--- Tasks to complete ---
1) In one to three sentences, explain how the band in the Angelou band profile got its name.
2) Echo the part of the Angelou band profile starting with "Angelou was an" and going on through "Annie Johnson .", word for word.

--- Reading passage ---
===

= Angelou (band) =

English folk rock band

Angelou was an English folk rock band formed in 1996 by singer-songwriter Holly Lerski with guitarist Jo Baker, the duo taking the band's name from the author Maya Angelou or also known as Marguerite Annie Johnson .

Angelou debuted on Boo Hewerdine's independent record label Haven Records in 1997 with the "Hallelujah" EP. Joined by Phil Di Palma and Chris Evans, they followed this up with two critically acclaimed albums, Automiracles (1998) and While You Were Sleeping (2000).

Angelou toured Spain extensively in 2001, promoting their Spanish 'best of' release, Midnight Witcheries, with new members Cath Evans and Ann Richardson. The band returned a second time for the Benicàssim festival 2001 tour, promoting their "Summertime" EP.

===

Stored data entries
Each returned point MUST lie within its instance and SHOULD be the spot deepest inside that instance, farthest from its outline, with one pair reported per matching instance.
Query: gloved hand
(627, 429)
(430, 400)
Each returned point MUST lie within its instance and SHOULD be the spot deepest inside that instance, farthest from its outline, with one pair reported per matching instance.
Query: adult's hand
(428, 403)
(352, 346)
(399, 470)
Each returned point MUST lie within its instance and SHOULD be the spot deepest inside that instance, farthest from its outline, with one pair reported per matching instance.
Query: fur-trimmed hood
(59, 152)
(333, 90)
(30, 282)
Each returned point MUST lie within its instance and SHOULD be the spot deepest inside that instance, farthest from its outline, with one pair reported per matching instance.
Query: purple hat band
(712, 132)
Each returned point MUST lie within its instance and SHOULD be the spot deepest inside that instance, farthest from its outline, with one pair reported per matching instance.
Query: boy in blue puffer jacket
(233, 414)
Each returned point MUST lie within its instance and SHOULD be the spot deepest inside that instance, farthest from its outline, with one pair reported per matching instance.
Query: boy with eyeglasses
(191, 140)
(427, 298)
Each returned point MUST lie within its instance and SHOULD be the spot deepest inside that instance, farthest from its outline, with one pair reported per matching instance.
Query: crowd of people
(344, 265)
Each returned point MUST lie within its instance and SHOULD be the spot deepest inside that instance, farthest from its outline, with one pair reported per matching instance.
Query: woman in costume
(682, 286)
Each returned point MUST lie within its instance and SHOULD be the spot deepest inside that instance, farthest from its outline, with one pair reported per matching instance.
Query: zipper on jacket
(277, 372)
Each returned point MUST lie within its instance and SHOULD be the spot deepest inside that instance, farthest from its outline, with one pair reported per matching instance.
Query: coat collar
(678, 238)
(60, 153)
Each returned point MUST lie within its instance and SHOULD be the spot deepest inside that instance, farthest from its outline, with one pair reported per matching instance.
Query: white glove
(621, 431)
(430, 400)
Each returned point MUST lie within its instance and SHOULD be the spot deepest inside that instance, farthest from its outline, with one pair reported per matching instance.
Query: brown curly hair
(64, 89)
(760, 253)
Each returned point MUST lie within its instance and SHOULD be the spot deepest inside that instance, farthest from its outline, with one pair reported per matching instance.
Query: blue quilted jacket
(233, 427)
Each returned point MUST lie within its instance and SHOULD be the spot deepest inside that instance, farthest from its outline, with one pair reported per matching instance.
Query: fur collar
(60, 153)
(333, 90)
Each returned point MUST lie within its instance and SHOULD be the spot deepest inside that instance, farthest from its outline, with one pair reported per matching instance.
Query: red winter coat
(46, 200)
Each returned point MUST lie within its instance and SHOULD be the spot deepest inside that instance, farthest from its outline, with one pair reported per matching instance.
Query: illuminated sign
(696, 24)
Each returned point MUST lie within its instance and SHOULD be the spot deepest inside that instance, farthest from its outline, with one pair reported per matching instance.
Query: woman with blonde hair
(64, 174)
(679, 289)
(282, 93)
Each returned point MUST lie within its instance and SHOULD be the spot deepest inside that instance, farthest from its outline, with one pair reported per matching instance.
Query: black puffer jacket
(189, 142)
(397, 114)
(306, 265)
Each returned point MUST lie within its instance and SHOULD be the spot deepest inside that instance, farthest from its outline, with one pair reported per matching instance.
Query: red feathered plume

===

--- Answers given ---
1) Holly Lerski and Jo Baker, the duo who formed the band in 1996, took its name from the author Maya Angelou.

2)
Angelou was an English folk rock band formed in 1996 by singer-songwriter Holly Lerski with guitarist Jo Baker, the duo taking the band's name from the author Maya Angelou or also known as Marguerite Annie Johnson .